[START Reading passage]

[Perf] Implement copy() and use while loop in serializers #279

arnaud-daroussin · 2025-08-17T00:00:19Z

Hi,
Here is a follow-up of previous PRs that were optimizing CaseClassSerializer copy and foreach. I was waiting for the Flink 1 & 2 codebase reunification to submit it:

In the first commit, I'm implementing specific direct-memory TypeSerializer#copy(DataInputView, DataOutputView) when more optimized than simple generic de/ser.
In the second commit, I'm replacing the for comprehensions with more optimized while loops.
In the third commit, add checks in TestUtils:
- Add checks on serializers: instance and binary copy
- Add checks on type informations
- Add Scalatest matchers "haveTypeInfo" and "beSerializable"

I think the checks on type informations need to be discussed. In one hand, they were useful to check our custom type informations and even identified bugs. In the other hand, some checks are tricky to implement correctly, most notably on the arity and the total fields.

The idea is to check the type information against the Class it is supposed to describe using reflection. But the check of total fields requires complex recursion on each fields. Even the definition of "total fields" given in the javadoc is hard to understand.

For now, I had to remove checks on arity and total fields because they are not correct on some case class and sealed traits:

CoproductTypeInformation always set an arity of 1 but my check found an arity of 0 because traits don't have fields.
TupleTypeInfoBase parent of CaseClassTypeInfo doesn't handle the case stated in the javadoc where "The total number of fields must be at least 1."
the check on total fields doesn't handle type params.

Tell me your thought about these checks, do you think it worth to fix all edge cases to make them functional?

… generic de/ser

Add checks on type information Add Scalatest matchers "haveTypeInfo" and beSerializable

novakov-alexey · 2025-08-18T19:45:48Z

Looks interesting. Enjoy your holidays, you deserve them! :-)

I think we need think on bringing some Micro-benchmarks tests to asses all performance improvements on the spot (in CI or at least locally). I have some example to share soon.

novakov-alexey · 2025-08-24T18:41:20Z

While I am still checking this PR, I want to share this Apache flink-benchmark with my addition for Scala 3: https://github.com/novakov-alexey/flink-benchmarks?tab=readme-ov-file#diff-with-main-repository

Below are results after running all existing benchmarks and then my addition for Scala 3 in this repository:

horizontal bar shows a number of operations per millisecond.

modules/flink-common-api/src/test/scala/org/apache/flinkx/api/TestUtils.scala

arnaud-daroussin · 2025-08-25T12:52:19Z

While I am still checking this PR, I want to share this Apache flink-benchmark with my addition for Scala 3: https://github.com/novakov-alexey/flink-benchmarks?tab=readme-ov-file#diff-with-main-repository

Below are results after running all existing benchmarks and then my addition for Scala 3 in this repository:
horizontal bar shows a number of operations per millisecond.

Nice!

[END Reading passage]
[START Data provided]

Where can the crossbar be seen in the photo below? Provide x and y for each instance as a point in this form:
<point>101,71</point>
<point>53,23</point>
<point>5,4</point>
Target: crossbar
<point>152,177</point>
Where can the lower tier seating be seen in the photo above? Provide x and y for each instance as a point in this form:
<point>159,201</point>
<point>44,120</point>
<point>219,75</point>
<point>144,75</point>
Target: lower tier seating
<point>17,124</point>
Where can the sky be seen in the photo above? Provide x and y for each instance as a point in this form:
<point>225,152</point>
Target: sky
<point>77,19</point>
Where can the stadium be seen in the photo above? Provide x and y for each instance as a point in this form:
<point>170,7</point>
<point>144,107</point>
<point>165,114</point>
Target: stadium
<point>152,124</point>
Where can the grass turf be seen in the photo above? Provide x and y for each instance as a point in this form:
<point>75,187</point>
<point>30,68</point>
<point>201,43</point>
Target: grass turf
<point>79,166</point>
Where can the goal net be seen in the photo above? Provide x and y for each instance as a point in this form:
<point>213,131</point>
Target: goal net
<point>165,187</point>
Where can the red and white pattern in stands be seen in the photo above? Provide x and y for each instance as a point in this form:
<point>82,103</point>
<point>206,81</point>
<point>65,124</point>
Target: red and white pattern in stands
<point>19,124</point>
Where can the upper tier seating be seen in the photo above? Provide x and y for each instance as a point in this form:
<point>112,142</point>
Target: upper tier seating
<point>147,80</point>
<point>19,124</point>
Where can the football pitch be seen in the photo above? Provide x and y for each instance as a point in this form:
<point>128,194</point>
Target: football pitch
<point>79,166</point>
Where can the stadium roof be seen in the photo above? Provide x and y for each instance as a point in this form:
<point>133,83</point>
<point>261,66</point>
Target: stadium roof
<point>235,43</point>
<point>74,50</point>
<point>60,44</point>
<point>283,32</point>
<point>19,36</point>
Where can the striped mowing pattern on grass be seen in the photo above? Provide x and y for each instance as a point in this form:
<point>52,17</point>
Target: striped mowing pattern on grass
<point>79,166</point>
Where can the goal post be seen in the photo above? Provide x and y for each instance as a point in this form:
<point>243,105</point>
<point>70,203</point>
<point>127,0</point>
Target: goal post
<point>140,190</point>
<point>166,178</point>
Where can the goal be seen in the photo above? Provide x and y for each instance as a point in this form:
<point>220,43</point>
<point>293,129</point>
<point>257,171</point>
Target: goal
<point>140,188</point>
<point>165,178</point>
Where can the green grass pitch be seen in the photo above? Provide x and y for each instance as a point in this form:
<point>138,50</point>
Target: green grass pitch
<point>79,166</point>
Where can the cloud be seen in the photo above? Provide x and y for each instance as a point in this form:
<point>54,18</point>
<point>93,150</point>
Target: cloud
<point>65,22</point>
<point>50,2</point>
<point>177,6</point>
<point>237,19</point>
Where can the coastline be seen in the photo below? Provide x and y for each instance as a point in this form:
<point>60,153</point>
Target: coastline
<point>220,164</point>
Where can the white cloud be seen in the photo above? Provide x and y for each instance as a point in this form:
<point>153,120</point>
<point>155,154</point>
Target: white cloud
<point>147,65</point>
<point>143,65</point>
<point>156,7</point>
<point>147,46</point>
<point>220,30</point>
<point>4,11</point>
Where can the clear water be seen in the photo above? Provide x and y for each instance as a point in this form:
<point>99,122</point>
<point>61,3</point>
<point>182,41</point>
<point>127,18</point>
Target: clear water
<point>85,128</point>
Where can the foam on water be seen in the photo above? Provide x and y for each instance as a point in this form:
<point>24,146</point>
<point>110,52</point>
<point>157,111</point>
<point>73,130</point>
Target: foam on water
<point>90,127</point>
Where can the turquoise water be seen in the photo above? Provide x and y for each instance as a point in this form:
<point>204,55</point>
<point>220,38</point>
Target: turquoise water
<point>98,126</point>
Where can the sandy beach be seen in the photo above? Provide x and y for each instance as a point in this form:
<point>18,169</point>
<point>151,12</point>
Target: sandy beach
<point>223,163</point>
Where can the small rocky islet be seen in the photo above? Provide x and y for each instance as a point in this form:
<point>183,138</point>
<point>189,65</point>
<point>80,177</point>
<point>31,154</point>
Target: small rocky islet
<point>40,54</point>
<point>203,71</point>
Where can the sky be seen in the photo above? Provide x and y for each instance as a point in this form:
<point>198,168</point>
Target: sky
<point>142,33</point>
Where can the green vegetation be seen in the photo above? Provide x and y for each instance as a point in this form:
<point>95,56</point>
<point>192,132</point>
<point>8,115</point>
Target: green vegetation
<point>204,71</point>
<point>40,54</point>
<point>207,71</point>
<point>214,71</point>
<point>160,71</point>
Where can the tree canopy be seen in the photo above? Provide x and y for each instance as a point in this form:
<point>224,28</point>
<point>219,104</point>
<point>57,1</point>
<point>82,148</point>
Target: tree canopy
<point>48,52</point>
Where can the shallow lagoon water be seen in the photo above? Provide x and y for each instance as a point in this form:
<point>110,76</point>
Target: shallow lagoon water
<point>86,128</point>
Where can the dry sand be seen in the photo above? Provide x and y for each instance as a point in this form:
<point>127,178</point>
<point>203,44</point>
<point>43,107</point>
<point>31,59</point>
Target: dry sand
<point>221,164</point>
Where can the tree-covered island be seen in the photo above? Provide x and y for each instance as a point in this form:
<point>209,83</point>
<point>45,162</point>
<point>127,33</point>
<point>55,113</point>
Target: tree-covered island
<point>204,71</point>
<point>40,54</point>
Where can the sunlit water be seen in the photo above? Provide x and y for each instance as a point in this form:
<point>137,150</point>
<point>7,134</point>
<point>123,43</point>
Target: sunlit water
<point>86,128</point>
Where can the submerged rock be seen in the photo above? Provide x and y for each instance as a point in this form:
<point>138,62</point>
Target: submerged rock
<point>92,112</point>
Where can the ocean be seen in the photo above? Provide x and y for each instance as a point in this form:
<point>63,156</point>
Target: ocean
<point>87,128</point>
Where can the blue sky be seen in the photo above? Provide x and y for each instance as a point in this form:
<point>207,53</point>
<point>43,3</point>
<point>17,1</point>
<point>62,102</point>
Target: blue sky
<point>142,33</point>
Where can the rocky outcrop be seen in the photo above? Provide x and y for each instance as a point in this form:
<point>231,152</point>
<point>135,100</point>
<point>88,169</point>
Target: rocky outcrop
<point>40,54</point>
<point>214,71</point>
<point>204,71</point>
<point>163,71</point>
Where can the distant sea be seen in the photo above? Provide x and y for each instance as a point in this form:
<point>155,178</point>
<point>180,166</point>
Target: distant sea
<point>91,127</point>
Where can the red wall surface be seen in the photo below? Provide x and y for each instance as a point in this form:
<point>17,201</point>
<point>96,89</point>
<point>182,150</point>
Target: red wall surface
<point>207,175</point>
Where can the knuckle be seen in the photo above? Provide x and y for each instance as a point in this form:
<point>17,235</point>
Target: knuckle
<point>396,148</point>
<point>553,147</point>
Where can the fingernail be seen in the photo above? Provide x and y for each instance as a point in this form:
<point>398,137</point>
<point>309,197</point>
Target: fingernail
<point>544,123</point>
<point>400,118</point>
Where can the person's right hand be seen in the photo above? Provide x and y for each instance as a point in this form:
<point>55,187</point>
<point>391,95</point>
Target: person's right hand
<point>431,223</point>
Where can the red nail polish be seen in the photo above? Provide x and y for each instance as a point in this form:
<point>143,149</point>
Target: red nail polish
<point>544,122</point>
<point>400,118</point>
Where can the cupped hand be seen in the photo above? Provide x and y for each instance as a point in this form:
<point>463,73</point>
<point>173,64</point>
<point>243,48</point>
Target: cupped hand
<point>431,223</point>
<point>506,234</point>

[END Data provided]
[START Data provided]

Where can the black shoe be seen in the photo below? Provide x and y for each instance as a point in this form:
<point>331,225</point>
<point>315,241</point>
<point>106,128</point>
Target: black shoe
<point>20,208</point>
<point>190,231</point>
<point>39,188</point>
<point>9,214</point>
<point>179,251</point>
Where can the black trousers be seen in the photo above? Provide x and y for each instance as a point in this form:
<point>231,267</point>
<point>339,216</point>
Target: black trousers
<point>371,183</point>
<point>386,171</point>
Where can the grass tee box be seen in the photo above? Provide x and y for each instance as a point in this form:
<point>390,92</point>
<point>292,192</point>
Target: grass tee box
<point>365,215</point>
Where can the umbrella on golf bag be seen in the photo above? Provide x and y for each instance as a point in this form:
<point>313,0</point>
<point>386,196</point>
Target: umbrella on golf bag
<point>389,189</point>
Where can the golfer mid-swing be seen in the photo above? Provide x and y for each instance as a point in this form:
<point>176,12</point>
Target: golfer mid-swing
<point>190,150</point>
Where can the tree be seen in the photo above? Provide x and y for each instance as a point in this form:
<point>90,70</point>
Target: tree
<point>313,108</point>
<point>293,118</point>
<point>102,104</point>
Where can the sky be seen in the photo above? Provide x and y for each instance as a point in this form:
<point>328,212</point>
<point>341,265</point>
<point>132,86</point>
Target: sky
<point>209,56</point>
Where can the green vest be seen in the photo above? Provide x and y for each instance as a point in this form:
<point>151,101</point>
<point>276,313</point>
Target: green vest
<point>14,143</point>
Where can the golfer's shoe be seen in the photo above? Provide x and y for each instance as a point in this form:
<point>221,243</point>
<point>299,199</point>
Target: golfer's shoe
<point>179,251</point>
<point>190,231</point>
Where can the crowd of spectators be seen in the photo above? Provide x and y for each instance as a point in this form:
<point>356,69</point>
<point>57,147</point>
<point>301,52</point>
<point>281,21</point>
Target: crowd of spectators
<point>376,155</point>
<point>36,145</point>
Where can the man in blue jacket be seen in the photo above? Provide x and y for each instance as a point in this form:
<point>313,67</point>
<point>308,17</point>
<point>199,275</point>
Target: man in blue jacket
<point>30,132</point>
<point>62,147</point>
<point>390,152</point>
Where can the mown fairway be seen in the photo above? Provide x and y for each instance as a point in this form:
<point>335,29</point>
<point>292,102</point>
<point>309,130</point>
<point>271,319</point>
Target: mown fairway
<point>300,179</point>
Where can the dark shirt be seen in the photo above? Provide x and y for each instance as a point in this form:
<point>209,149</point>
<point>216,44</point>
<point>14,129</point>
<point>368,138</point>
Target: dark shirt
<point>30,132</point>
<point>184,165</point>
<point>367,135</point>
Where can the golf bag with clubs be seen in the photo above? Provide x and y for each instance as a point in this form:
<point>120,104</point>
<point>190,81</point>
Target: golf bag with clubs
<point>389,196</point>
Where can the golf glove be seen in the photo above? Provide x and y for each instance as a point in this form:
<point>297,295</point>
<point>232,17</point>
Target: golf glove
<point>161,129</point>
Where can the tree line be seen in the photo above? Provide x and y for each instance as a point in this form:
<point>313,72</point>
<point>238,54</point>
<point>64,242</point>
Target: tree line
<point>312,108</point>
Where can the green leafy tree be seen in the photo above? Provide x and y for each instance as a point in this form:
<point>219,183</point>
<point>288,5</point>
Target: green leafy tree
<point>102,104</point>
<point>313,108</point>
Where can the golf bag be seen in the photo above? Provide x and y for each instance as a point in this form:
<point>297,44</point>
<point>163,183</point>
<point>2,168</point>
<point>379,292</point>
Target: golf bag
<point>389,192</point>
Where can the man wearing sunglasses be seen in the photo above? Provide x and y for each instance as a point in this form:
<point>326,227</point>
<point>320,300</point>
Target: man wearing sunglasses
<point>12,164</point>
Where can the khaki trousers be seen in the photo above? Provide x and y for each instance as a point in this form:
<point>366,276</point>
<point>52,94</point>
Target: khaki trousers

[END Data provided]

Reproduce the stretch of the pull request thread from "For now, I had" through "handle type params.".

For now, I had to remove checks on arity and total fields because they are not correct on some case class and sealed traits:

CoproductTypeInformation always set an arity of 1 but my check found an arity of 0 because traits don't have fields.
TupleTypeInfoBase parent of CaseClassTypeInfo doesn't handle the case stated in the javadoc where "The total number of fields must be at least 1."
the check on total fields doesn't handle type params.